- **WHAT IS NEEDED**:
Extract each line of the records below that contains the string "wooden". Case matters.

Records from a dataset:
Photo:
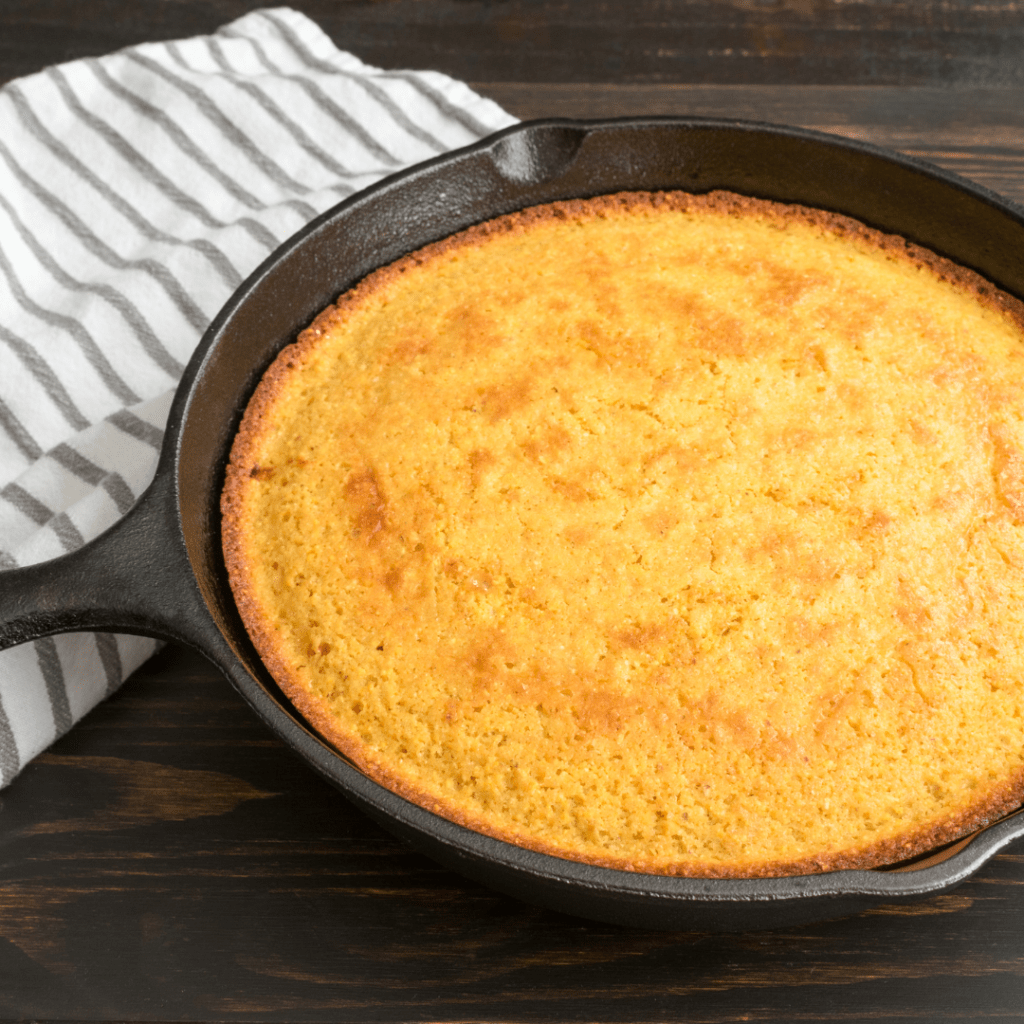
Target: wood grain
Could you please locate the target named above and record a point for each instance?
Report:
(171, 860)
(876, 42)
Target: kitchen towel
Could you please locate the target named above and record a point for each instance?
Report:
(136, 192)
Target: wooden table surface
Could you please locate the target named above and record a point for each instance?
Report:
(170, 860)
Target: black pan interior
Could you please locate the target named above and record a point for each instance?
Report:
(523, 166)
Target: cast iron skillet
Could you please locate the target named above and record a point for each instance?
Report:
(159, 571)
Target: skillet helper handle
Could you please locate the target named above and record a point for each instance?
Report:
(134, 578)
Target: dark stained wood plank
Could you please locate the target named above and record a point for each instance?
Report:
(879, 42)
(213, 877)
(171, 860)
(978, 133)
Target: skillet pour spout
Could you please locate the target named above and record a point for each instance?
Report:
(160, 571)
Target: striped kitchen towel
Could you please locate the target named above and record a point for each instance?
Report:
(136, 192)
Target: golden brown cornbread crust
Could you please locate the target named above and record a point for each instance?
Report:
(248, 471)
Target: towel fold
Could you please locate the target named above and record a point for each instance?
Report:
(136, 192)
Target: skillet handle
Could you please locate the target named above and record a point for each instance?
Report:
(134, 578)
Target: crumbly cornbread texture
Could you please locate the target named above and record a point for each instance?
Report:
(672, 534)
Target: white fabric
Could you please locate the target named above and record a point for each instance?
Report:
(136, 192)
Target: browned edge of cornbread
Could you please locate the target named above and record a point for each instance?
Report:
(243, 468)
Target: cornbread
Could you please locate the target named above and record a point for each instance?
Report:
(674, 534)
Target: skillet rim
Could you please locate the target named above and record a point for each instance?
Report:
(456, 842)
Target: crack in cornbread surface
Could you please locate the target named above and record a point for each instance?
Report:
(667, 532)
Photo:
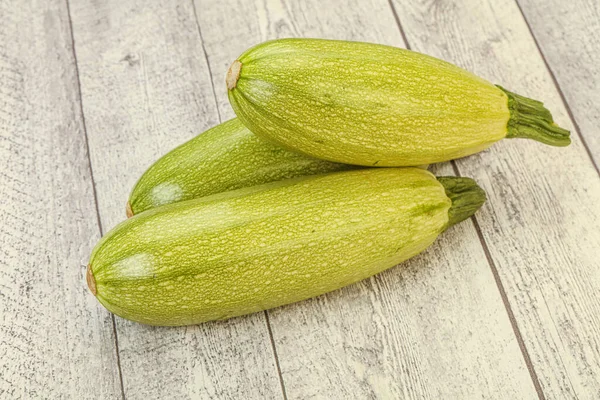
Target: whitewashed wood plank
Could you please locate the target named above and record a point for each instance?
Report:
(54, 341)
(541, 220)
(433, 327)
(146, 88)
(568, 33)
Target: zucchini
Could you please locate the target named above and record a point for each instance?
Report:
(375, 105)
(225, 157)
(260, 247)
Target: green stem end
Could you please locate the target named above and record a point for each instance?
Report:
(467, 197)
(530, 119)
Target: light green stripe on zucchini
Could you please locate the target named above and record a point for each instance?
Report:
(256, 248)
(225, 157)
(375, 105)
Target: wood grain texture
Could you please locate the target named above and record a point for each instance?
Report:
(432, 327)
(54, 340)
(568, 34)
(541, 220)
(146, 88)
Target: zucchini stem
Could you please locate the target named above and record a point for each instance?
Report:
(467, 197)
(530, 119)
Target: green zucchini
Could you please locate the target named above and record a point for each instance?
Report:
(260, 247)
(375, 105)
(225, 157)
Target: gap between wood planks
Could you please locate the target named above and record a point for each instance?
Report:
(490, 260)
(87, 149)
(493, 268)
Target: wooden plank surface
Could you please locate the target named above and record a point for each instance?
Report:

---

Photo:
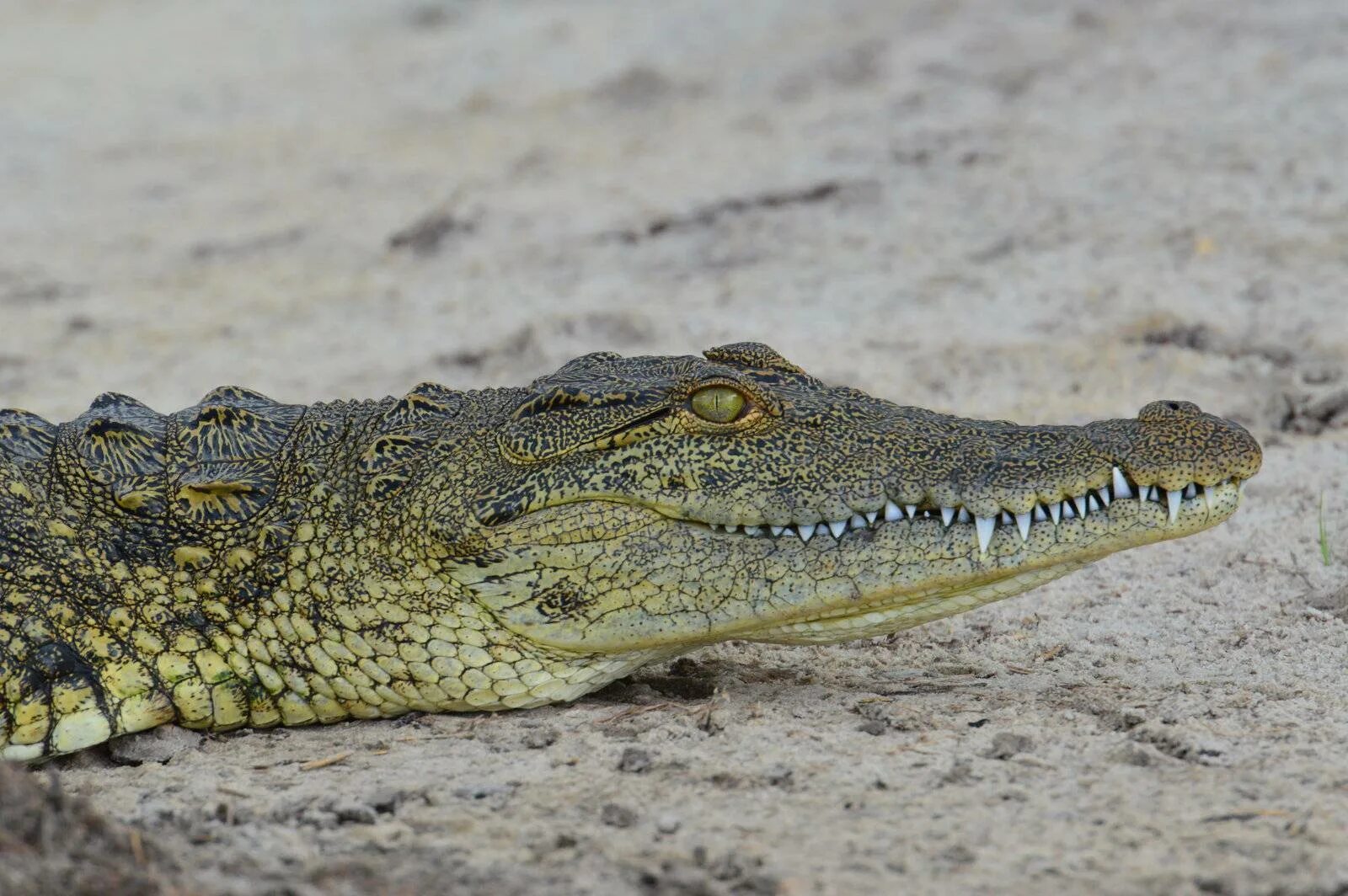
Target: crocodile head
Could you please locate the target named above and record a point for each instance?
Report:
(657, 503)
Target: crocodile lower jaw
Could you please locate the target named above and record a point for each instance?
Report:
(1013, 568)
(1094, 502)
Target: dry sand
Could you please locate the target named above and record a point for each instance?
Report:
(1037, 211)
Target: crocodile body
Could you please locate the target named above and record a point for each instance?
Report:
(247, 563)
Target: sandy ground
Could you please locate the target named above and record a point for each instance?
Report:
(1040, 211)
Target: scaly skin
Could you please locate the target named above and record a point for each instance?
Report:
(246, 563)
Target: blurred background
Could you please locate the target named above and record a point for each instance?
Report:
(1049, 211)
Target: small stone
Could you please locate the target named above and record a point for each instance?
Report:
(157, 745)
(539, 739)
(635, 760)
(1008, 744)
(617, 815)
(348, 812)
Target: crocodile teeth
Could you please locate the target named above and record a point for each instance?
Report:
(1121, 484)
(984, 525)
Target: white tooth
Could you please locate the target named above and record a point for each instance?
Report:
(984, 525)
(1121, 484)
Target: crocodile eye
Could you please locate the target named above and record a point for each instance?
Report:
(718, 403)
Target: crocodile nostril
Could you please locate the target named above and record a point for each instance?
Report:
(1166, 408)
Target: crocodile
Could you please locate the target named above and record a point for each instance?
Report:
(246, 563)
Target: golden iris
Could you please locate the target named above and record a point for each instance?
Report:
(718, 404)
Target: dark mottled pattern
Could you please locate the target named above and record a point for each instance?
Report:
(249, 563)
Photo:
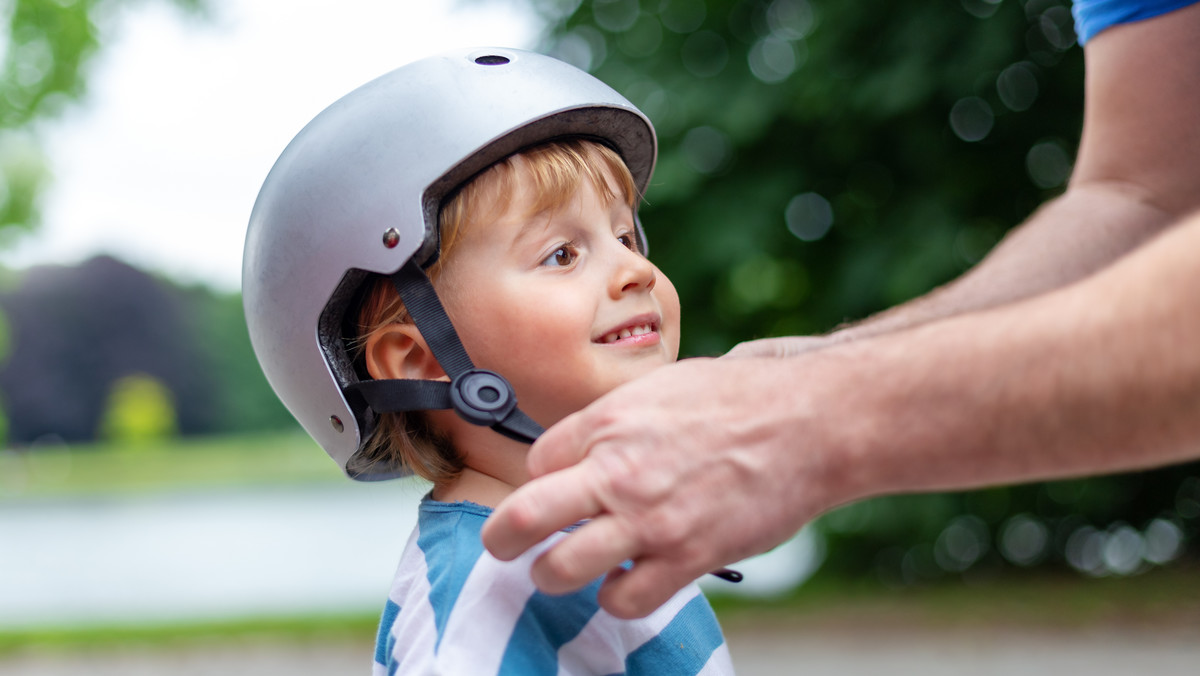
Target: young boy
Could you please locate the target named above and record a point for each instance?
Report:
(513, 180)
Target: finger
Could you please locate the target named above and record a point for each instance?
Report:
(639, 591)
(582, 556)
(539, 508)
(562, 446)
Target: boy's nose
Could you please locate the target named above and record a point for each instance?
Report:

==

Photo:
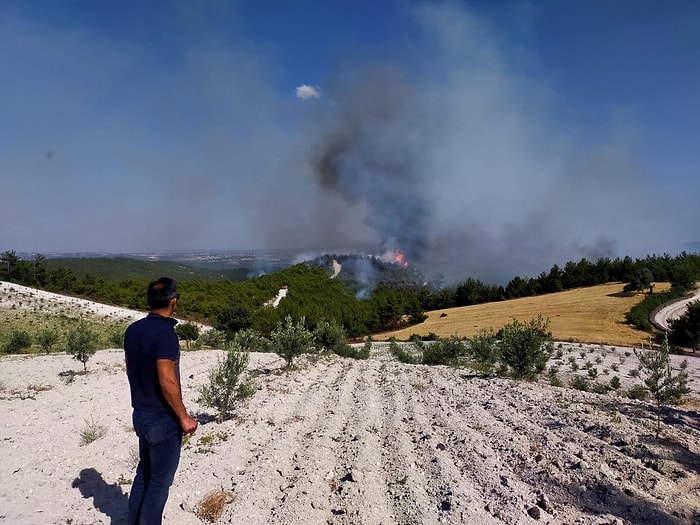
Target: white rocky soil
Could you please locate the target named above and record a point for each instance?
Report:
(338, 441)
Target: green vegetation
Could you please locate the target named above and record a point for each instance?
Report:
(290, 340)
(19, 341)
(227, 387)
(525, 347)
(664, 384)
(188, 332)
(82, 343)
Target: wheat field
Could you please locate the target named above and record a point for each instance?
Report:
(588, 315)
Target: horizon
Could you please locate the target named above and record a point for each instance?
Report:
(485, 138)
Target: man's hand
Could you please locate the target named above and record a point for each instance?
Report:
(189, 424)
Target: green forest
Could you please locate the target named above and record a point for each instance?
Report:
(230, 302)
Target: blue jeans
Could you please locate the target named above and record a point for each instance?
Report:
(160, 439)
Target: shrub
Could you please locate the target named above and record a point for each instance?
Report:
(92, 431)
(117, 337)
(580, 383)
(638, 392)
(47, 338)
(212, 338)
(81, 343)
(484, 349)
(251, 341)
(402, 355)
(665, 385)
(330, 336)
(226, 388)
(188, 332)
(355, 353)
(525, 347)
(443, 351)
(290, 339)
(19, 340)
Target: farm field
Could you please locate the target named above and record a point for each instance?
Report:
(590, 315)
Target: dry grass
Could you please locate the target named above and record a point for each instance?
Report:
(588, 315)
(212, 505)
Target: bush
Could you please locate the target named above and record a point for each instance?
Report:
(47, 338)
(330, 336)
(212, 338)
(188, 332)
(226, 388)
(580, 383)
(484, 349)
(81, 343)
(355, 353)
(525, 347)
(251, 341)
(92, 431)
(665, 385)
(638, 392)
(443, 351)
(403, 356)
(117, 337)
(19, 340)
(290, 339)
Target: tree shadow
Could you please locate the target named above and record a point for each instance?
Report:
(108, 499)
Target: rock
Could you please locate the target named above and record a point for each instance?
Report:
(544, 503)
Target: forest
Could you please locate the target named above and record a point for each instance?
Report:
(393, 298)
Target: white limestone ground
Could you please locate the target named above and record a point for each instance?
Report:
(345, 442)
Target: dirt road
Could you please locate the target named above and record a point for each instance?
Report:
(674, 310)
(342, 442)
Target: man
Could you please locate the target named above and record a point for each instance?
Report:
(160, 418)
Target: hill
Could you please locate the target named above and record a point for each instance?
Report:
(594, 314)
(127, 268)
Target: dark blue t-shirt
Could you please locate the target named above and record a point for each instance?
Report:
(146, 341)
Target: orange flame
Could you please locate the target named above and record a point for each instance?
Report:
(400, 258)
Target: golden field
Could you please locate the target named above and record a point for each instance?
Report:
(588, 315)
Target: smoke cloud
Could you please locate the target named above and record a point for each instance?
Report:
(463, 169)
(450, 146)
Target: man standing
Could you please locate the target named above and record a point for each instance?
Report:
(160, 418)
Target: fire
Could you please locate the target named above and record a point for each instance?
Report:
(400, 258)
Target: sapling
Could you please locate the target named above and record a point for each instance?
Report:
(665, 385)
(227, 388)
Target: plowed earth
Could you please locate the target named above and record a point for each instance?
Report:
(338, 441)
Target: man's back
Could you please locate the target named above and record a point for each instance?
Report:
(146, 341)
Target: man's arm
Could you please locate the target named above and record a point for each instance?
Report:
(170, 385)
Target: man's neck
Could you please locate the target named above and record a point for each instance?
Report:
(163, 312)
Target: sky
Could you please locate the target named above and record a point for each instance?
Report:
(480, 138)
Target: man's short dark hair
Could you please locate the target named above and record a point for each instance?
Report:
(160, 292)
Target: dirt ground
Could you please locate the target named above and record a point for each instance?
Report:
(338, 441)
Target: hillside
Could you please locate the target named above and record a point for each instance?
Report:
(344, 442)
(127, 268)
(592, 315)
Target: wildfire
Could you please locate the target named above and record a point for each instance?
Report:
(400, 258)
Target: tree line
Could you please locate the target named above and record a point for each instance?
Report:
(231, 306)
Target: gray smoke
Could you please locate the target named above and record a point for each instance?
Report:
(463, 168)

- **PROBLEM SOLUTION**:
Target: wooden table surface
Target: wooden plank surface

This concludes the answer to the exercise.